Species of butterfly

Capilla jayadeva, the striped dawnfly, is a species of hesperid butterfly found in tropical Asia.

==Range==
The butterfly is found in India from Sikkim and north-east Bengal to Assam and is also found in Laos.

In 1891, Edward Yerbury Watson wrote:

Found in Darjeeling. (Moore, P. Z. S., I. c.)

Also recorded from Sikkim by Mr. Elwes who notes that the female is without the orange on the thorax and base of wings, and has much broader, rounder wings than the male. One female recorded from Margherita, Assam, by Mr. Doherty.
— E. Y. Watson

The type locality is Darjeeling.

==Status==
Rare.

==Description==

Watson also gave this detailed description:

Male and female brown. Upperside base of wings clothed with orange-yellow hairs; both wings with a narrow longitudinal semitransparent streak between the veins, the discoidal cell having two streaks, and a third but short streak arising from the extremity. Thorax, head, and palpi, orange-yellow. Abdomen brown, with narrow white segmental bands; third joint of palpi and a few surrounding hairs and a spot on forehead brown. Underside paler brown, the semitransparent streaks being less prominent. Body and legs brown. Female similar, but with the thorax and base of wings brown.

▶ _RECORDS SHOWN_
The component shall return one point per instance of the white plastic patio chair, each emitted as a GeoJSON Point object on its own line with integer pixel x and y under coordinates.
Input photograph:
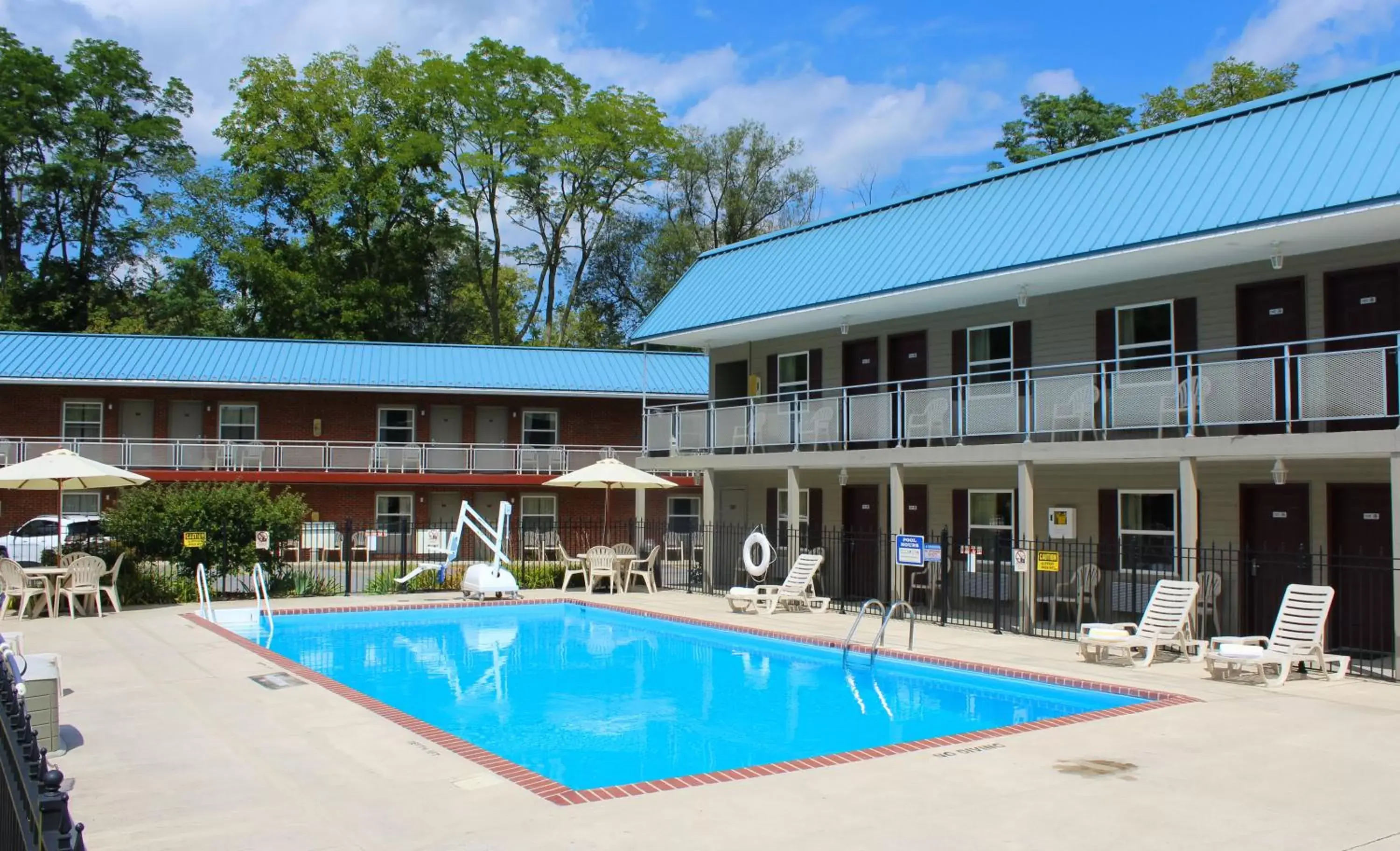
{"type": "Point", "coordinates": [21, 588]}
{"type": "Point", "coordinates": [1165, 623]}
{"type": "Point", "coordinates": [796, 591]}
{"type": "Point", "coordinates": [1297, 637]}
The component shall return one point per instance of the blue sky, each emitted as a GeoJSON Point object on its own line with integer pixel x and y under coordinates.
{"type": "Point", "coordinates": [912, 93]}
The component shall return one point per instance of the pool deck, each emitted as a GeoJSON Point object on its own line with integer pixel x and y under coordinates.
{"type": "Point", "coordinates": [180, 749]}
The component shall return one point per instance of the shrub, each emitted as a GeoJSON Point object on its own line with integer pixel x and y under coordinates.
{"type": "Point", "coordinates": [152, 521]}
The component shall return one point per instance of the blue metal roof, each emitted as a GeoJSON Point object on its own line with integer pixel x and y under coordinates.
{"type": "Point", "coordinates": [203, 362]}
{"type": "Point", "coordinates": [1288, 156]}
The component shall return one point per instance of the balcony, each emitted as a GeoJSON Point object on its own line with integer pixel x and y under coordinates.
{"type": "Point", "coordinates": [1280, 388]}
{"type": "Point", "coordinates": [292, 457]}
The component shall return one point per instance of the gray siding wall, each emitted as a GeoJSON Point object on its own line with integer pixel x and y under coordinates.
{"type": "Point", "coordinates": [1063, 327]}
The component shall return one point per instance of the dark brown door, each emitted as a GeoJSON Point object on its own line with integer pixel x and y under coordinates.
{"type": "Point", "coordinates": [1266, 315]}
{"type": "Point", "coordinates": [861, 542]}
{"type": "Point", "coordinates": [1358, 549]}
{"type": "Point", "coordinates": [1274, 551]}
{"type": "Point", "coordinates": [1364, 301]}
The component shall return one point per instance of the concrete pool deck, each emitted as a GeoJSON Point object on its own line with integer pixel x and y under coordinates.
{"type": "Point", "coordinates": [180, 749]}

▶ _TASK TO COMPLETE_
Update the striped dawnfly text, starting at "Species of butterfly" and ending after "P. Z. S., I. c.)", so that "Laos" becomes "Myanmar". The listing isn't needed here.

▶ _EXPECTED ANSWER_
Species of butterfly

Capilla jayadeva, the striped dawnfly, is a species of hesperid butterfly found in tropical Asia.

==Range==
The butterfly is found in India from Sikkim and north-east Bengal to Assam and is also found in Myanmar.

In 1891, Edward Yerbury Watson wrote:

Found in Darjeeling. (Moore, P. Z. S., I. c.)